### WHAT YOU WILL DO
Convert the data from its first line through the line containing "x=216, y=74", both included, into a Markdown table with the columns Row and Data line, one numbered row per line and no rows for blank lines. Leave the pictures out of the table.

### DATA SHOWN
______

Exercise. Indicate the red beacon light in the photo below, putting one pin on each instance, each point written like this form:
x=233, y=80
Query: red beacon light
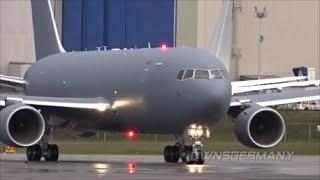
x=164, y=46
x=131, y=134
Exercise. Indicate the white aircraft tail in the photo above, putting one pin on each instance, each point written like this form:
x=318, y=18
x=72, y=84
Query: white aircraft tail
x=46, y=36
x=221, y=43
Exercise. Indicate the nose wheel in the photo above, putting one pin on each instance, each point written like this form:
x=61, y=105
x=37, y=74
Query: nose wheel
x=193, y=154
x=171, y=153
x=189, y=147
x=50, y=152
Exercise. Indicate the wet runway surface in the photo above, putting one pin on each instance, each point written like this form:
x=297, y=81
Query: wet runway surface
x=153, y=167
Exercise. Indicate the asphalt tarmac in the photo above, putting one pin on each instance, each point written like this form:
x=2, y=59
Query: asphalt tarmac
x=78, y=167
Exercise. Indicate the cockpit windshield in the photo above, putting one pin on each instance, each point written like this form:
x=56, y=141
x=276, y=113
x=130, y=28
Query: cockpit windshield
x=202, y=74
x=187, y=74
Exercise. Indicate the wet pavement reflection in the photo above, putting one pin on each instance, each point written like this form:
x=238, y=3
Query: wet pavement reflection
x=153, y=167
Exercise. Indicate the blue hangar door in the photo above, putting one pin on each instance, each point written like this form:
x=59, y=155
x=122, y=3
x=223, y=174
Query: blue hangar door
x=88, y=24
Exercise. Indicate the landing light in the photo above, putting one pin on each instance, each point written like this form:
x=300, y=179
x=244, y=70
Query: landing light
x=131, y=134
x=131, y=168
x=102, y=107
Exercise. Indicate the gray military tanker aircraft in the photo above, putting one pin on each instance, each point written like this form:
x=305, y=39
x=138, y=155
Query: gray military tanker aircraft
x=180, y=91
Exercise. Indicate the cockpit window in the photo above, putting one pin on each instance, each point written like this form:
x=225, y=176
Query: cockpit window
x=202, y=74
x=180, y=75
x=188, y=74
x=216, y=74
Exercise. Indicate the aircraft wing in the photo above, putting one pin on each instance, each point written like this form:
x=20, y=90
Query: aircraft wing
x=276, y=91
x=12, y=82
x=78, y=103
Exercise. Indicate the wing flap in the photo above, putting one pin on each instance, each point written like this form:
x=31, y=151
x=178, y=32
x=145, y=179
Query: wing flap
x=80, y=103
x=267, y=81
x=278, y=86
x=272, y=99
x=12, y=82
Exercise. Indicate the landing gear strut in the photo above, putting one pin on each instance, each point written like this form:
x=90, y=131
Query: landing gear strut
x=50, y=152
x=188, y=147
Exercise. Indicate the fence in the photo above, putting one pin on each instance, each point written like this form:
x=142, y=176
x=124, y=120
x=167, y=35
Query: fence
x=294, y=133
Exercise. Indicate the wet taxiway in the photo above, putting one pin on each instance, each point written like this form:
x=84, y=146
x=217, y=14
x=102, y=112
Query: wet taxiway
x=153, y=167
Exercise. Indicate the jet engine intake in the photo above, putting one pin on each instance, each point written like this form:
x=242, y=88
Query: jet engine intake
x=259, y=127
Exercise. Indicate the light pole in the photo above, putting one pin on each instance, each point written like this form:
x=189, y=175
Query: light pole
x=260, y=15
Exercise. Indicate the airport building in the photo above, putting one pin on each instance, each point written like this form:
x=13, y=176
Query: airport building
x=290, y=31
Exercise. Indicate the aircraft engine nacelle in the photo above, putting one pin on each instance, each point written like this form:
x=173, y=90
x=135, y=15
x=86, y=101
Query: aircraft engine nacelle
x=259, y=127
x=21, y=125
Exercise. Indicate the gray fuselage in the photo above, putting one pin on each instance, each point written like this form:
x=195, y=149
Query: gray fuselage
x=140, y=85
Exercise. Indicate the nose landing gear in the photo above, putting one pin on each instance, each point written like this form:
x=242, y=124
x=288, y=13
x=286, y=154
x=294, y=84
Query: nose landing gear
x=188, y=147
x=50, y=152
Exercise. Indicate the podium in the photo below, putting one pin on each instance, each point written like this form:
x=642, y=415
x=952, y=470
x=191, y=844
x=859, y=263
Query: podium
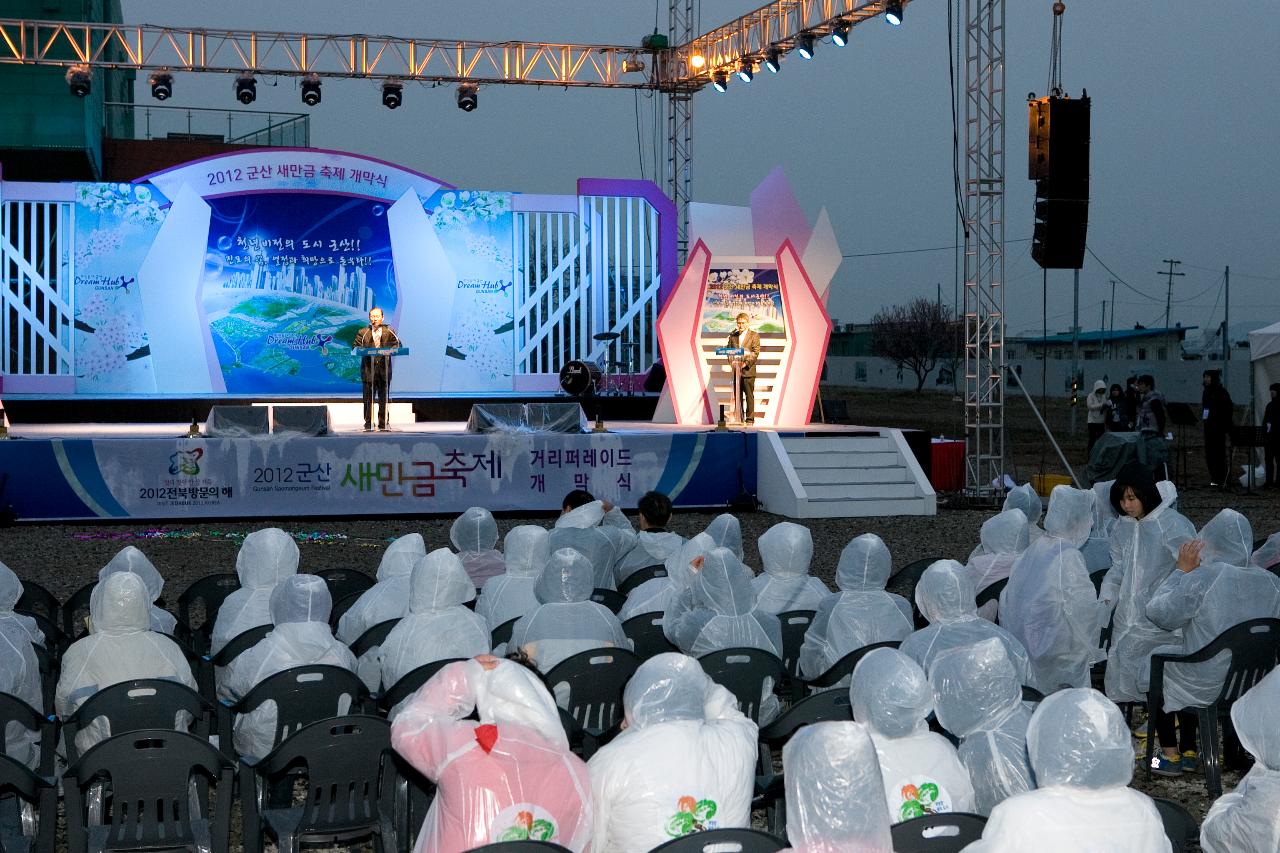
x=735, y=356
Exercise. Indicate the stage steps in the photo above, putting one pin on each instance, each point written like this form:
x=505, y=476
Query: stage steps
x=826, y=477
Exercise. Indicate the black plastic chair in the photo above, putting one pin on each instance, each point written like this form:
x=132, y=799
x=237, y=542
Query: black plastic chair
x=152, y=802
x=347, y=763
x=946, y=833
x=1255, y=648
x=375, y=635
x=723, y=840
x=410, y=683
x=640, y=575
x=595, y=680
x=644, y=630
x=1180, y=826
x=147, y=703
x=41, y=793
x=743, y=671
x=344, y=582
x=306, y=694
x=844, y=667
x=611, y=598
x=14, y=710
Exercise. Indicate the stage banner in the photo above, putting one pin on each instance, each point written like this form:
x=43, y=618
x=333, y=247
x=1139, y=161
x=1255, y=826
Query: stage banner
x=152, y=478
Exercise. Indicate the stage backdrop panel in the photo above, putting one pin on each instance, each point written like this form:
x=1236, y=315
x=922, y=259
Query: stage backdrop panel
x=341, y=475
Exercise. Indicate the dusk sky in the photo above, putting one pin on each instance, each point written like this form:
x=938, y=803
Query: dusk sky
x=1184, y=132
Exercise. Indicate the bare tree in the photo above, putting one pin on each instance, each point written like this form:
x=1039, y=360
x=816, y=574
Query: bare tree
x=915, y=336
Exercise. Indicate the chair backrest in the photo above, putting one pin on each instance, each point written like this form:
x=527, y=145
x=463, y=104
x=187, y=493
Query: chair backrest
x=375, y=635
x=640, y=575
x=946, y=833
x=151, y=803
x=136, y=705
x=723, y=840
x=794, y=623
x=410, y=683
x=305, y=694
x=343, y=582
x=611, y=598
x=845, y=665
x=743, y=673
x=1179, y=824
x=644, y=630
x=595, y=680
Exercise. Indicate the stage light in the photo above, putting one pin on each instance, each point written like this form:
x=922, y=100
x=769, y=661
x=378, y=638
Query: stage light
x=161, y=86
x=246, y=89
x=80, y=80
x=469, y=96
x=311, y=90
x=393, y=94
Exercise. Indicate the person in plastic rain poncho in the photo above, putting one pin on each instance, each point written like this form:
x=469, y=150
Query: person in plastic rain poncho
x=508, y=776
x=19, y=667
x=920, y=769
x=657, y=593
x=511, y=594
x=1244, y=821
x=388, y=598
x=684, y=762
x=718, y=611
x=835, y=792
x=1001, y=542
x=979, y=699
x=566, y=620
x=1212, y=589
x=1082, y=753
x=438, y=626
x=945, y=596
x=1050, y=603
x=132, y=560
x=265, y=559
x=1144, y=543
x=474, y=534
x=860, y=614
x=120, y=647
x=301, y=635
x=785, y=583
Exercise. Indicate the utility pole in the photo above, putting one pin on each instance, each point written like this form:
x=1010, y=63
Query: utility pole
x=1169, y=295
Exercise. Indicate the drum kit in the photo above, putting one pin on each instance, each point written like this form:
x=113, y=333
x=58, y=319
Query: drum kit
x=580, y=378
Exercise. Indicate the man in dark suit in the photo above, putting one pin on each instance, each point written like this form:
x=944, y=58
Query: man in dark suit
x=375, y=372
x=750, y=343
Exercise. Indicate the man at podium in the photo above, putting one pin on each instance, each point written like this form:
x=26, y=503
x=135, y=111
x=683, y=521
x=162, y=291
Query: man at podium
x=750, y=343
x=375, y=372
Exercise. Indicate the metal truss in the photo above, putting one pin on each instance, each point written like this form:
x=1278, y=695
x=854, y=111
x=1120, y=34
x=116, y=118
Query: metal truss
x=984, y=245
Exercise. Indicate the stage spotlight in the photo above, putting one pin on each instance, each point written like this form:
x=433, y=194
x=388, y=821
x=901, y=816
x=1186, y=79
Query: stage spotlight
x=469, y=96
x=246, y=89
x=80, y=80
x=311, y=90
x=393, y=94
x=161, y=86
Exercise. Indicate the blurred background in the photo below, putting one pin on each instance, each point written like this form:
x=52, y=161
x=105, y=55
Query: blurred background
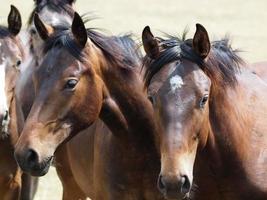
x=245, y=21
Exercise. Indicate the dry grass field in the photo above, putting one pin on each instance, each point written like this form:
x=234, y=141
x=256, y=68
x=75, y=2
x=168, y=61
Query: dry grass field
x=244, y=21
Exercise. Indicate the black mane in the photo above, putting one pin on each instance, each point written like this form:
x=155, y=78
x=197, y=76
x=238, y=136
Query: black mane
x=4, y=32
x=59, y=6
x=221, y=66
x=119, y=49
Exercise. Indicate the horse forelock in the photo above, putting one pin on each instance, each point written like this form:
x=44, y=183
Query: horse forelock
x=58, y=6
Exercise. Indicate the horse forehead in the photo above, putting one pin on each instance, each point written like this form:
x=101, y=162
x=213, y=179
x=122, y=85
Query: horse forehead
x=56, y=62
x=54, y=18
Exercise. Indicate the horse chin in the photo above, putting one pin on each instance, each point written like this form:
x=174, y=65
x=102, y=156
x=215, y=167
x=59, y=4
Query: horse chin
x=175, y=196
x=40, y=169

______

### SOLUTION
| Row | Data line |
|---|---|
| 1 | Exercise. Indicate the red beacon light in the photo below, putting one pin on each instance, each point written like this form: |
| 2 | x=233, y=80 |
| 3 | Query: red beacon light |
| 4 | x=164, y=46 |
| 5 | x=131, y=134 |
| 6 | Exercise. Indicate the white aircraft tail in the photo above, putting one pin on each instance, each point written like this form: |
| 7 | x=318, y=18 |
| 8 | x=72, y=84 |
| 9 | Query: white aircraft tail |
| 10 | x=46, y=36 |
| 11 | x=221, y=43 |
| 12 | Exercise. Indicate the nose wheel in the photo above, putting one pin on each instance, each point written like this form: |
| 13 | x=61, y=105 |
| 14 | x=37, y=74 |
| 15 | Query: nose wheel |
| 16 | x=193, y=154 |
| 17 | x=171, y=153 |
| 18 | x=189, y=147 |
| 19 | x=50, y=152 |
| 20 | Exercise. Indicate the wet runway surface in the photo above, putting one pin on each instance, each point written like this form: |
| 21 | x=297, y=81 |
| 22 | Query: wet runway surface |
| 23 | x=153, y=167 |
| 24 | Exercise. Indicate the asphalt tarmac in the photo above, putting one pin on each instance, each point written like this form: |
| 25 | x=2, y=59 |
| 26 | Query: asphalt tarmac |
| 27 | x=78, y=167 |
| 28 | Exercise. Indicate the cockpit windshield in the photo above, putting one pin on each instance, each point written like this form: |
| 29 | x=56, y=141 |
| 30 | x=276, y=113 |
| 31 | x=130, y=28 |
| 32 | Query: cockpit windshield |
| 33 | x=202, y=74 |
| 34 | x=187, y=74 |
| 35 | Exercise. Indicate the wet pavement reflection in the photo above, putting one pin on each instance, each point written like this form: |
| 36 | x=238, y=3 |
| 37 | Query: wet pavement reflection |
| 38 | x=153, y=167 |
| 39 | Exercise. Indicate the blue hangar door in the photo above, putting one pin on each instance, each point written like this form: |
| 40 | x=59, y=155 |
| 41 | x=122, y=3 |
| 42 | x=223, y=174 |
| 43 | Query: blue hangar door |
| 44 | x=88, y=24 |
| 45 | Exercise. Indicate the landing light in the photo above, putting one pin on each instance, each point written like this form: |
| 46 | x=300, y=179 |
| 47 | x=244, y=70 |
| 48 | Query: landing light |
| 49 | x=131, y=134 |
| 50 | x=131, y=168 |
| 51 | x=102, y=107 |
| 52 | Exercise. Indicate the gray military tanker aircraft in the photo above, putting one pin on each instance, each point written like this form: |
| 53 | x=305, y=39 |
| 54 | x=138, y=155 |
| 55 | Query: gray military tanker aircraft |
| 56 | x=180, y=91 |
| 57 | Exercise. Indicate the cockpit window in the photo above, putting one pin on each instance, each point written like this form: |
| 58 | x=225, y=176 |
| 59 | Query: cockpit window |
| 60 | x=202, y=74 |
| 61 | x=180, y=75 |
| 62 | x=188, y=74 |
| 63 | x=216, y=74 |